[Challenge]
In the part of the records that opens with the line containing "query (the noun phrase to segment): choppy" and closes with the line containing "POLYGON ((877 423, 275", swap "choppy" for "rough" and give those lines again with nothing else changed.
....................
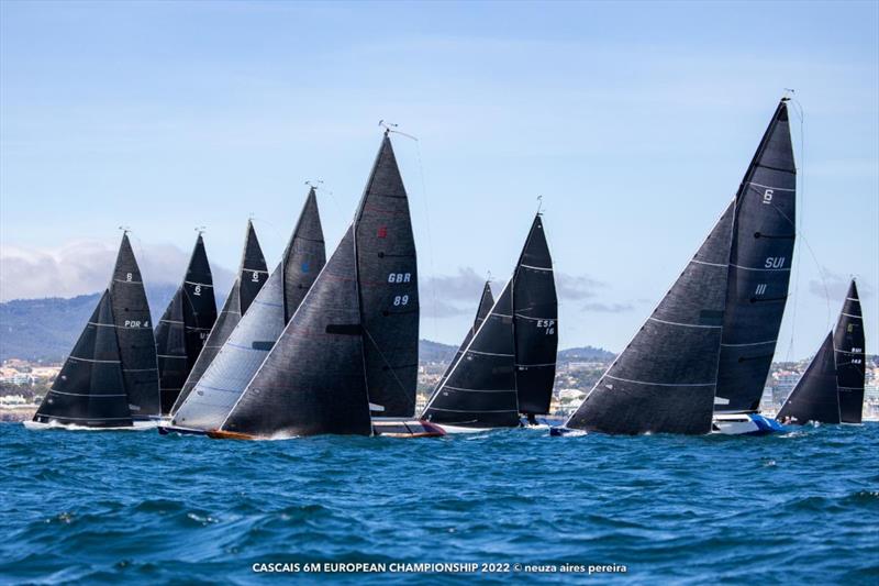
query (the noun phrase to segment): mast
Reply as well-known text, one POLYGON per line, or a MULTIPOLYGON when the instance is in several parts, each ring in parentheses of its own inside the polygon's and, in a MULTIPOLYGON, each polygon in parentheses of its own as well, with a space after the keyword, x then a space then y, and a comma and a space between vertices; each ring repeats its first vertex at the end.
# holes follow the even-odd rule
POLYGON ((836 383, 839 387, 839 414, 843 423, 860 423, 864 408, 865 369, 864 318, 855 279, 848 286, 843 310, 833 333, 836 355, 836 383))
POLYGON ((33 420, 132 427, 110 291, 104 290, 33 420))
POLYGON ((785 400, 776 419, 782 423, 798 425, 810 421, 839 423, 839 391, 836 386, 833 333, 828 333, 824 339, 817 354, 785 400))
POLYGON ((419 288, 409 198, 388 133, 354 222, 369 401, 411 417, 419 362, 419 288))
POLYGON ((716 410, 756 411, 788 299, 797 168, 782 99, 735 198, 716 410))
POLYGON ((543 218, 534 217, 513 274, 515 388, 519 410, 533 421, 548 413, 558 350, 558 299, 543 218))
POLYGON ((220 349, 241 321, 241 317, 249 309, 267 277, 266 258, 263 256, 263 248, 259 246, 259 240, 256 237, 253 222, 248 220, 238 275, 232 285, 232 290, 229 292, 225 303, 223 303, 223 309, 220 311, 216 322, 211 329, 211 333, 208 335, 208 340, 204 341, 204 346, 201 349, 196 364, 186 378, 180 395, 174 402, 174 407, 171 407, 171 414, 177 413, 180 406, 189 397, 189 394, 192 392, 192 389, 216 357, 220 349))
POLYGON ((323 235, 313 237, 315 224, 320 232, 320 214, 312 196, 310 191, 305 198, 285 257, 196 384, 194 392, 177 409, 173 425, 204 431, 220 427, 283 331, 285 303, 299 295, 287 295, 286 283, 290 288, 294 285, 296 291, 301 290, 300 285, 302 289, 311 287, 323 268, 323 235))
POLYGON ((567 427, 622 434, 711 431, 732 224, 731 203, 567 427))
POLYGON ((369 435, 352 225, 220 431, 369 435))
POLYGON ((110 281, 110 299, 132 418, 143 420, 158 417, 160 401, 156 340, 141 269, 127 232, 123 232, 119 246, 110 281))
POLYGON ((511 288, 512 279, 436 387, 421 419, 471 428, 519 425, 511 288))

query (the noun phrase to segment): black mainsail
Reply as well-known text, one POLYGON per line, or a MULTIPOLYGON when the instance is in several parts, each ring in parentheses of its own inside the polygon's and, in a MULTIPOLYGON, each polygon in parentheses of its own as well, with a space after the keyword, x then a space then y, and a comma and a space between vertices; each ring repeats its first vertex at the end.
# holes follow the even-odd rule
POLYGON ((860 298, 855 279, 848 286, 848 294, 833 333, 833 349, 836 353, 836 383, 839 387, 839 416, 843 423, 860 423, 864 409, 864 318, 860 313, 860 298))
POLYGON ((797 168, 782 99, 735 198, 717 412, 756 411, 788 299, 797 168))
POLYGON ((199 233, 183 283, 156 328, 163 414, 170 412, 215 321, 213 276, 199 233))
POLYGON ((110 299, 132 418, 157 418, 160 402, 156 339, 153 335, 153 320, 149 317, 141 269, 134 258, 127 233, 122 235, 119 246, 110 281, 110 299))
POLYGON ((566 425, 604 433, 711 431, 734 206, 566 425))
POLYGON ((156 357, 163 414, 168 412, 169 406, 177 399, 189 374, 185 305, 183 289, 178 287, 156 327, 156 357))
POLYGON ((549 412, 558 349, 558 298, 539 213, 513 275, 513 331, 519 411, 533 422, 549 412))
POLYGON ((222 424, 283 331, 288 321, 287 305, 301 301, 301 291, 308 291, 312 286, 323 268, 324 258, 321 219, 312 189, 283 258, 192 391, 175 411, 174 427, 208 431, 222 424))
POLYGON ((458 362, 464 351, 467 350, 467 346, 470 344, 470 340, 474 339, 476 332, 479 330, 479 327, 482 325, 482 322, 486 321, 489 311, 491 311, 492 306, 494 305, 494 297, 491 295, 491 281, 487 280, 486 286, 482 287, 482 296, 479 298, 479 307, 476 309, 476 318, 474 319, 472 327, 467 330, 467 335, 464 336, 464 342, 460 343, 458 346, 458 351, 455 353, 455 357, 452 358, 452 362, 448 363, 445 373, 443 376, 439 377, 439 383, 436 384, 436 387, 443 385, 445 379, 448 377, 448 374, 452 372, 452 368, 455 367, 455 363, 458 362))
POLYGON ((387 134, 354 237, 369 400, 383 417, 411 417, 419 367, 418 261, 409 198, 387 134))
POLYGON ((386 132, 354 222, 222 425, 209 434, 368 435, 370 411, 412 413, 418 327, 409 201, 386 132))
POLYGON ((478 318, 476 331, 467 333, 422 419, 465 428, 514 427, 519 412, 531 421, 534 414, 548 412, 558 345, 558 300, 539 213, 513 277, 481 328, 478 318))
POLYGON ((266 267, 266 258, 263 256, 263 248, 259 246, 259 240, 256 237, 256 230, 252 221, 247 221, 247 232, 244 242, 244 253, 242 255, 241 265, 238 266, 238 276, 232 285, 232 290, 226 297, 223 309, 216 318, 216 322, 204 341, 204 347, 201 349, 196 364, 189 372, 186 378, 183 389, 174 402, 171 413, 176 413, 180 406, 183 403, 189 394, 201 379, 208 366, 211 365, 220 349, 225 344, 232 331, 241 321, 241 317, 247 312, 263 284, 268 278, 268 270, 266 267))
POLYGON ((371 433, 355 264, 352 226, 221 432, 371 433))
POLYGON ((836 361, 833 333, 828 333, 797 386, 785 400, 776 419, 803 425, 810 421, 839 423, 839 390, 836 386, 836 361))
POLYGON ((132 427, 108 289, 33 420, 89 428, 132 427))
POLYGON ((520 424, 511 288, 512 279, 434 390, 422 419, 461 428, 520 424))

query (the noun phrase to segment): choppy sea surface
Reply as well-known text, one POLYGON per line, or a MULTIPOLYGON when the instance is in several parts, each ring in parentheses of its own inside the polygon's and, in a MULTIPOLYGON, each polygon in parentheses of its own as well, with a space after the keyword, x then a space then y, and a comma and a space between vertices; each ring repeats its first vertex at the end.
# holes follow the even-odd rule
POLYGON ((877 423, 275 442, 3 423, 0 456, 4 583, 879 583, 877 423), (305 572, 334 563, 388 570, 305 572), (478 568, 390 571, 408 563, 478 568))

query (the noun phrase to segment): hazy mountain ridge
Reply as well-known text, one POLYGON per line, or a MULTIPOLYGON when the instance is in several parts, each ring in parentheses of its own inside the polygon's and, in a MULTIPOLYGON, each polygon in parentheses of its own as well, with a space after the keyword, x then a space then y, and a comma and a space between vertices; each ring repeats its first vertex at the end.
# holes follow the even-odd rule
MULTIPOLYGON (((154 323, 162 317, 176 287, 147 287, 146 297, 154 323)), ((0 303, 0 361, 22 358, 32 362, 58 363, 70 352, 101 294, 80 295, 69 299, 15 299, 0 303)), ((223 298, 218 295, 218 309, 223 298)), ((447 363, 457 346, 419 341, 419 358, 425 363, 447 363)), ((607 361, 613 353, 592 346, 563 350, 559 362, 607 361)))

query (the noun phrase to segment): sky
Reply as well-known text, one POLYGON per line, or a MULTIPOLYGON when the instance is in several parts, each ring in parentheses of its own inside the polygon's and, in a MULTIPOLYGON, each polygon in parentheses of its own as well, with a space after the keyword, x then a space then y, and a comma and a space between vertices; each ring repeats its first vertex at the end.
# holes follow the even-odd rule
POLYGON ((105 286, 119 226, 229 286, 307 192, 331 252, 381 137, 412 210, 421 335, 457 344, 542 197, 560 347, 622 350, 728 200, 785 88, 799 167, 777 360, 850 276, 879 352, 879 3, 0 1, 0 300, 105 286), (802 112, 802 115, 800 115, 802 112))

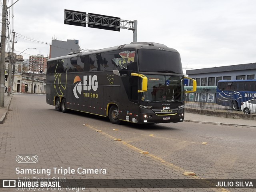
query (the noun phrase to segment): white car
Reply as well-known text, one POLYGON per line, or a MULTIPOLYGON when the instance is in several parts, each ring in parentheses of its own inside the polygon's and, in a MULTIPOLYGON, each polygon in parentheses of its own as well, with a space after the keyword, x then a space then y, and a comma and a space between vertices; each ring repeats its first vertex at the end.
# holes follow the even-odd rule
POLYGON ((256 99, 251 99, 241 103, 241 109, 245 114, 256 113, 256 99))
....................
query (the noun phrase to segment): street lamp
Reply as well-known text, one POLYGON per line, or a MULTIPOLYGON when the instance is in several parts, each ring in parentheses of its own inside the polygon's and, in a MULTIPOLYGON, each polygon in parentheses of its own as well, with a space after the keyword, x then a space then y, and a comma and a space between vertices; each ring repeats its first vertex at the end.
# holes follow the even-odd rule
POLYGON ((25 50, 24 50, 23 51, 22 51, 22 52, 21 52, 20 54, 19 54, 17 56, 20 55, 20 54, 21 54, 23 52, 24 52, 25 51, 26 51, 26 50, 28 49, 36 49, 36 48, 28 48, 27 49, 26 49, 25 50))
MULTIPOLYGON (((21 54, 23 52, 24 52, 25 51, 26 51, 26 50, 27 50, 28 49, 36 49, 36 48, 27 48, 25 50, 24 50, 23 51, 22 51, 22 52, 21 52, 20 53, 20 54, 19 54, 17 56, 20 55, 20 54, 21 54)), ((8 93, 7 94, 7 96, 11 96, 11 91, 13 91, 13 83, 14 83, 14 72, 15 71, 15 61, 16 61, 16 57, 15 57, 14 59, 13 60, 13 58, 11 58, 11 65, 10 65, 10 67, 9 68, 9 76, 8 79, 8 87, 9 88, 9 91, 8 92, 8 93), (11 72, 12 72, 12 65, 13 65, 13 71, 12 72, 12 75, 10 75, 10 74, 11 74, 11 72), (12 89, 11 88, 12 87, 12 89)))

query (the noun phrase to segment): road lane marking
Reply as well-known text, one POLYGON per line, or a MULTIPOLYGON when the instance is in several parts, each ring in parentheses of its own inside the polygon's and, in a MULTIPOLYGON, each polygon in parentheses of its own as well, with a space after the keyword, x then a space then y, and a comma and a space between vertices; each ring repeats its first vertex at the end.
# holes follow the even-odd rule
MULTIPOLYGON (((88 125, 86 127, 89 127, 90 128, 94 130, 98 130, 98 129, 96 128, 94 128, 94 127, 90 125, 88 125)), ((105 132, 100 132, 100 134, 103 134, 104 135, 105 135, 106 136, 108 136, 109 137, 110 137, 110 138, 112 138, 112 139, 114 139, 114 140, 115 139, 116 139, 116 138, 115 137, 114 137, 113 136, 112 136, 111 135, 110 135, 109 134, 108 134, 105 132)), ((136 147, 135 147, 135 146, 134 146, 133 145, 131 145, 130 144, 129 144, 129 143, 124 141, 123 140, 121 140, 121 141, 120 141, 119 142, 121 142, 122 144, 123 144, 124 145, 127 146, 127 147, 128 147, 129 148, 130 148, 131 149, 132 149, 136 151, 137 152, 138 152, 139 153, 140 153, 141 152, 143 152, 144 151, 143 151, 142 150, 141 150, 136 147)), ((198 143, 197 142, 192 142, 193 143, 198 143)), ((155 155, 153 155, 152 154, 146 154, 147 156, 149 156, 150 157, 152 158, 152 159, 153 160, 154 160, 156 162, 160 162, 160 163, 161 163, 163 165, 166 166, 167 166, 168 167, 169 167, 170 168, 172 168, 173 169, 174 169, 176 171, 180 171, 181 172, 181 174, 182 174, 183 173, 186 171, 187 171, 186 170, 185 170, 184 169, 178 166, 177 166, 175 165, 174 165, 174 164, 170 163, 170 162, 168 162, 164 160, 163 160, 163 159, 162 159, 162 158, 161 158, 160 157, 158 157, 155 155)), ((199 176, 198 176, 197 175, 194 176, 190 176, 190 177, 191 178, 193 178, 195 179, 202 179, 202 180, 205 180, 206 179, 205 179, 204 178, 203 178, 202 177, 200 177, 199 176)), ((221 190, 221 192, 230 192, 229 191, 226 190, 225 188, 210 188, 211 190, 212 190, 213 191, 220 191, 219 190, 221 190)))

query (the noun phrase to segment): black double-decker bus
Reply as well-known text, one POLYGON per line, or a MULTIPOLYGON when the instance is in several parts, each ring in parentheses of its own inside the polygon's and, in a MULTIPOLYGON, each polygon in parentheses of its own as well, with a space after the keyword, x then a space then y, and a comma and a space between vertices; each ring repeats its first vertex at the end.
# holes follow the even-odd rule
....................
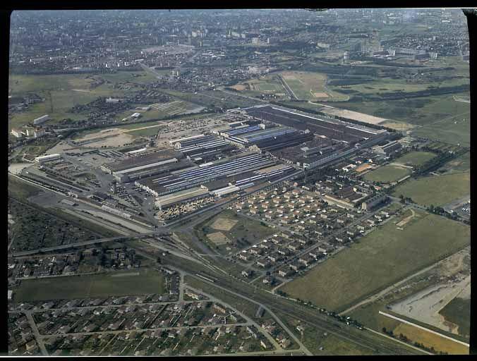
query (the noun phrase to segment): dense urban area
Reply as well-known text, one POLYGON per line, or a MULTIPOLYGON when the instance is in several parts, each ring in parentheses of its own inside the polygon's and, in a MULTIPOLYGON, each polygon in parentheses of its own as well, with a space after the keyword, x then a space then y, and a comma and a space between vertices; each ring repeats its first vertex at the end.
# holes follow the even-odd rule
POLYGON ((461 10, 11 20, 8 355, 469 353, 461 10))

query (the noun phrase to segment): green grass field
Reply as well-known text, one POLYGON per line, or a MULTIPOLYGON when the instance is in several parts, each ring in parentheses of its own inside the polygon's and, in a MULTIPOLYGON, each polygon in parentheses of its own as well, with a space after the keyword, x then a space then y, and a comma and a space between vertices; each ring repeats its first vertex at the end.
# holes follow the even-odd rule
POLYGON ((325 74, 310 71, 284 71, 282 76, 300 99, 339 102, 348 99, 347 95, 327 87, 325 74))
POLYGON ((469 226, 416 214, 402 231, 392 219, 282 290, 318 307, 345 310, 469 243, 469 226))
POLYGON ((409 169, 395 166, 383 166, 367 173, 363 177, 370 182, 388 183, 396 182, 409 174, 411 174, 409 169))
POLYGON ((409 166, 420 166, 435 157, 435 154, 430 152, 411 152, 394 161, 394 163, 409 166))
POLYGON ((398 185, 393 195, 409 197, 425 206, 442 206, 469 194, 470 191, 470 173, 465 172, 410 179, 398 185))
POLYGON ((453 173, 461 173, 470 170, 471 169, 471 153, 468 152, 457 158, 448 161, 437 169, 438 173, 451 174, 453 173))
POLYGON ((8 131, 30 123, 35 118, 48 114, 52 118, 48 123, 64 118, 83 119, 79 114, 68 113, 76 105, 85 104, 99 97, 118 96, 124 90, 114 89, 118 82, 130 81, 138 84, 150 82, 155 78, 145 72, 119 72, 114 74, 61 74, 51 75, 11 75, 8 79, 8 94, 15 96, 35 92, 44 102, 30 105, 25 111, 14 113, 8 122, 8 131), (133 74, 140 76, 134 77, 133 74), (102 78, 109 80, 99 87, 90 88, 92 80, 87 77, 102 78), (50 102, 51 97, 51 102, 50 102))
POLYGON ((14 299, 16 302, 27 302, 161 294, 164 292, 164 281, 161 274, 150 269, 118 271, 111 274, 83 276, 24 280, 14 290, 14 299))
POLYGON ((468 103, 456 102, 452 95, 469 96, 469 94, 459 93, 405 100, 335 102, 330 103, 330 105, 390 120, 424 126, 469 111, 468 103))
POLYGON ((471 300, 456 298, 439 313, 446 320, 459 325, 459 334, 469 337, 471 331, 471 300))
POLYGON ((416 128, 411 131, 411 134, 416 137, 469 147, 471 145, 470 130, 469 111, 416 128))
....................
[Exercise response]
query (the noun phrase to segment): rough sea surface
Reply as well-known text, one POLYGON per line, or a MULTIPOLYGON when the instance is in several parts, each ring in parentheses of its own inside the polygon's and, in a MULTIPOLYGON, each polygon in parentheses of its own as well, with a space after the keyword, x then a space then y, and a comma and a space between vertices; each ring repeats its first vertex at the end.
# holes follow the even-odd rule
POLYGON ((877 423, 275 442, 3 423, 0 456, 4 583, 879 583, 877 423), (305 572, 334 563, 388 570, 305 572), (478 568, 390 571, 408 563, 478 568))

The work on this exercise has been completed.